### [VERPLICHTE OPDRACHT 1]
Geef voor elk van de volgende beweringen aan of deze overeenstemt met het fragment over Hester van Arend. Antwoord telkens met ja of nee en citeer letterlijk de woorden uit het fragment die de doorslag geven.
(a) Hester van Arend is op 28 april 1904 in Rotterdam geboren.
(b) Hester van Arend is de jongste van zes kinderen.
(c) De Hester uit de roman was de grootmoeder van Hester van Arend.

── FRAGMENT

Je hebt op zijn minst een stamboom nodig om inzicht te krijgen in het roerige maar ook dramatische leven van Hester van Arend. Een van de nazaten; Maaike van Arend, een kleinkind van de broer van Hester; Nathan Manuel (Niek) heeft uitgebreid onderzoek gedaan naar de familiegeschiedenis. Maaike heeft ook een roman uitgegeven, gebaseerd op de familiegeschiedenis, getiteld; Hester van blonde Mietje. Deze Hester was de oma van de Hester van Arend. In het boek wordt de Zandstraatbuurt beschreven, het leven vanaf halverwege de negentiende eeuw, totdat deze Hester in 1932 overlijdt. Een historische roman over leven en overleven.

De levensloop van Hester van Arend
Hester wordt op 28 april 1904 in Rotterdam in een Joods gezin geboren. Ze is de oudste van zes kinderen en het enige meisje. Haar ouders zijn Wolf van Arend (1868) en Jetje van Vlies (1872).

────
── REEKS RECORDS

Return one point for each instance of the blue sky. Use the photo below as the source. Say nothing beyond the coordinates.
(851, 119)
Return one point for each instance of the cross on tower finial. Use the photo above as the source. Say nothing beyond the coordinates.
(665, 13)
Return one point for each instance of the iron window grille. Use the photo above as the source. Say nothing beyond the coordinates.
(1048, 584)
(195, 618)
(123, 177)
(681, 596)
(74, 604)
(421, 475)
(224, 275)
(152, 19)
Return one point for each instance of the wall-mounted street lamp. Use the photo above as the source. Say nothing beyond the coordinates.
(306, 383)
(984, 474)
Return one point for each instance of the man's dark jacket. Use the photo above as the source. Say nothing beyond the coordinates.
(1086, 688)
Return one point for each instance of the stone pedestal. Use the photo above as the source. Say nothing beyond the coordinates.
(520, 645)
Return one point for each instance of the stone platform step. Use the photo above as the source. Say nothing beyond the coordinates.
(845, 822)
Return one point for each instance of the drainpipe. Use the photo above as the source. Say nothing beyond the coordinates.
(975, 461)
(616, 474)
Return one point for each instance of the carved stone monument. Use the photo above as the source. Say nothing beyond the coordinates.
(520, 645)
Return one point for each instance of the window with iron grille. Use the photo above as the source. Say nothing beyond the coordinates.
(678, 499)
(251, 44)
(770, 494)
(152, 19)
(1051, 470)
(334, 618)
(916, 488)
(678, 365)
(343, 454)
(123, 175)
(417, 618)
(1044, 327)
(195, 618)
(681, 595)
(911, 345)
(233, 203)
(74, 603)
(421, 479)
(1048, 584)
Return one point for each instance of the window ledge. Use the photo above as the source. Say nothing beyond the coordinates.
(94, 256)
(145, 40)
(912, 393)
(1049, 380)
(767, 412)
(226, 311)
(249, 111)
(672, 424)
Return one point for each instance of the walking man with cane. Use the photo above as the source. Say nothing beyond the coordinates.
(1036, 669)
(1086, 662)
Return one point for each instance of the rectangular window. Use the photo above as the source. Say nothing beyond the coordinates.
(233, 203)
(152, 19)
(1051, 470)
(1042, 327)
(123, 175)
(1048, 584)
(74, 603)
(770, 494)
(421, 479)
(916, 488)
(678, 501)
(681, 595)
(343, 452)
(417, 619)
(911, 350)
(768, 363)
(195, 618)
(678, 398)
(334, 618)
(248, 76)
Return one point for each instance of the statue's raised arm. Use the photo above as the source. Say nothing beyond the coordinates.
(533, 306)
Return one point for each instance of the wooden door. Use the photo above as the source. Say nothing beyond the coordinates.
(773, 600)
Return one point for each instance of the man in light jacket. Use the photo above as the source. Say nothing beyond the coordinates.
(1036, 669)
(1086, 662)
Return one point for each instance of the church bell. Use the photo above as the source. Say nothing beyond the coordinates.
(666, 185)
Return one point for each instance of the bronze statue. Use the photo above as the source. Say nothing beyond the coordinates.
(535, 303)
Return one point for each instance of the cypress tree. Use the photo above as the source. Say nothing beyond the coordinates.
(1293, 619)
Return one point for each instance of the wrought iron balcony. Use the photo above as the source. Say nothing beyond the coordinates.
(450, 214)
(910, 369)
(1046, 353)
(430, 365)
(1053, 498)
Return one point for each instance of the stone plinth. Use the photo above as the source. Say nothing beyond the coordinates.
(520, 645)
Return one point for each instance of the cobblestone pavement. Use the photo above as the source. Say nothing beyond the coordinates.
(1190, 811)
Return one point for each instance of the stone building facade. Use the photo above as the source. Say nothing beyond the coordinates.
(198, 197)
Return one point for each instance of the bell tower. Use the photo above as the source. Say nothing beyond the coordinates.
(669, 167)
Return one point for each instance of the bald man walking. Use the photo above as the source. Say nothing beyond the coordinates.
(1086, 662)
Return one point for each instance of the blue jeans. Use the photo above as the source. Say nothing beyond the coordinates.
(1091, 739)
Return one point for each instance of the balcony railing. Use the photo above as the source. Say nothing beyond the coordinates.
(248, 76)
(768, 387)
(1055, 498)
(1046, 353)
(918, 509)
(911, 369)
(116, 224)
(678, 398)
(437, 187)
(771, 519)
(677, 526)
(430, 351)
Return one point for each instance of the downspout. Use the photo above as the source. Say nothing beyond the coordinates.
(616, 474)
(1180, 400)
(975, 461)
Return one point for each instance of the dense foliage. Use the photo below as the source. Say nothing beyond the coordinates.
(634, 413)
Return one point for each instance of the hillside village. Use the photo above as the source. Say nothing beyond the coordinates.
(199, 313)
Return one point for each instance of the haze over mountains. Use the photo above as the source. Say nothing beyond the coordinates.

────

### [VERPLICHTE OPDRACHT 2]
Herschaal de records vanaf de regel met "Return one point for each instance of the bell" tot en met het einde van de records, beide grenzen inbegrepen. Geef al deze regels opnieuw, ook die zonder coördinaten, en vermenigvuldig elke coördinaat met 1,55, afgerond op hele getallen waarbij helften naar boven worden afgerond.

### [UITWERKING OPDRACHT 1]
(a) Ja: "Hester wordt op 28 april 1904 in Rotterdam in een Joods gezin geboren."
(b) Nee: "Ze is de oudste van zes kinderen en het enige meisje."
(c) Ja: "Deze Hester was de oma van de Hester van Arend."

### [UITWERKING OPDRACHT 2]
Return one point for each instance of the bell tower. Use the photo above as the source. Say nothing beyond the coordinates.
(1037, 259)
Return one point for each instance of the bald man walking. Use the photo above as the source. Say nothing beyond the coordinates.
(1683, 1026)
Return one point for each instance of the blue jeans. Use the photo above as the source. Say nothing beyond the coordinates.
(1691, 1145)
Return one point for each instance of the balcony railing. Use the photo above as the source. Say nothing beyond the coordinates.
(384, 118)
(1190, 600)
(1635, 772)
(1621, 547)
(1423, 789)
(1412, 572)
(180, 347)
(1051, 617)
(677, 290)
(1195, 804)
(1049, 815)
(667, 544)
Return one point for each instance of the downspout. Use the photo above as the source. Say nothing beyond the coordinates.
(955, 735)
(1829, 620)
(1511, 715)
Return one point for each instance of the dense foliage. Use the photo below as the source. Say nothing beyond the coordinates.
(983, 640)
Return one point for each instance of the hillside village. Use the photo above as the source. Say nothing beyond the coordinates.
(308, 485)
Return one point for each instance of the haze over mountains. Use the photo above as the source. Say nothing beyond the coordinates.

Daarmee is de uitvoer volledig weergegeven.